Asked by Katie Couric last week about our failures in Afghanistan, McCain spoke as if he were an innocent bystander: “I think the reason why we didn’t do a better job on Afghanistan is our attention — either rightly or wrongly — was on Iraq.” As Tonto says to the Lone Ranger, “What do you mean ‘we,’ white man?”
The same crowd that drew us into Iraq when we should have focused on Al Qaeda in Afghanistan now wants us to focus on Afghanistan while Al Qaeda is in Pakistan. "When the day comes for them to anoint Pakistan as the central front," Rich predicts, "it will be proof positive that Al Qaeda has consolidated its hold on Somalia and Yemen."
How many planes did McCain crash before winding up in a North Vietnamese prison? How many expensive McCain failures do we have to put up with this time before the controls are taken away from him?
Some will rise to John McCain's defense ... yet again. They should probably read David Finkel's book about the surge in Iraq, "Good Soldiers." It was given an admiring review by Michiko Kakutani in the Times last week. Here's an excerpt.
There’s Duncan Crookston, 19, who loses both legs, his right arm, his left hand, his ears, nose and eyelids, and who survives multiple surgeries, only to die months later of an infection with his mother and his 19-year-old wife by his side. And there’s Staff Sgt. Adam Schumann, “regarded as one of the best soldiers in the battalion,” who carried a wounded comrade down three flights of stairs, but is unable to forget the carnage and the horror. After three deployments to Iraq, Mr. Finkel writes, Sergeant Schumann’s “war had become unbearable”: his thoughts turn suicidal, he receives a diagnosis of post-traumatic stress disorder and is evacuated on a medical helicopter for the injured and the dead.

_LISTED RECORDS_
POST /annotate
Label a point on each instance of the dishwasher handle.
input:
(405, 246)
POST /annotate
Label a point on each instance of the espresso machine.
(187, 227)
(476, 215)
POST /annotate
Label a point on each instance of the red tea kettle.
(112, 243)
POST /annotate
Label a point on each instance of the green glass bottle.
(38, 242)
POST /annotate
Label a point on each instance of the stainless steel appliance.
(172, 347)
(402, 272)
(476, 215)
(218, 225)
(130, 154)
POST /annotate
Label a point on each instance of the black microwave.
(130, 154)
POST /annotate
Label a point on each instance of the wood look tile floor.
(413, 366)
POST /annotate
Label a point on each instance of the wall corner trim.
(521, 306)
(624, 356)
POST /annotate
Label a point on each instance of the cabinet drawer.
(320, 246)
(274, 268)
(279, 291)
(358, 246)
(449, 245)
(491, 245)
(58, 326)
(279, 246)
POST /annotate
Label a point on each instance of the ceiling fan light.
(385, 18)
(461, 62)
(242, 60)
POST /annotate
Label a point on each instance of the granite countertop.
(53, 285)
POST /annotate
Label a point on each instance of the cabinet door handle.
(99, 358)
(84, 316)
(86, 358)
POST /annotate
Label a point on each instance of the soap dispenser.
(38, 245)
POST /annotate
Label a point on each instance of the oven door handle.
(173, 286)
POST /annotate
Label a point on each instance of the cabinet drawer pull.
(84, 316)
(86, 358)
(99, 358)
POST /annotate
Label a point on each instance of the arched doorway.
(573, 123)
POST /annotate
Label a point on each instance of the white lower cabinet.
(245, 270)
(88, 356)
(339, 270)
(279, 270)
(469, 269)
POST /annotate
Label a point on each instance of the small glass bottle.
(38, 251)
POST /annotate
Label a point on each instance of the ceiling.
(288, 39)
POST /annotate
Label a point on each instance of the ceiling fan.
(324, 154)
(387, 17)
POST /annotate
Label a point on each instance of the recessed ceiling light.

_GOAL OF THE EXERCISE_
In the passage about John McCain, what reason did McCain give Katie Couric for not doing a better job in Afghanistan? Answer in one to three sentences.

_RESPONSE BELOW_
McCain said that "we" didn't do a better job in Afghanistan because "our attention," whether rightly or wrongly, was on Iraq.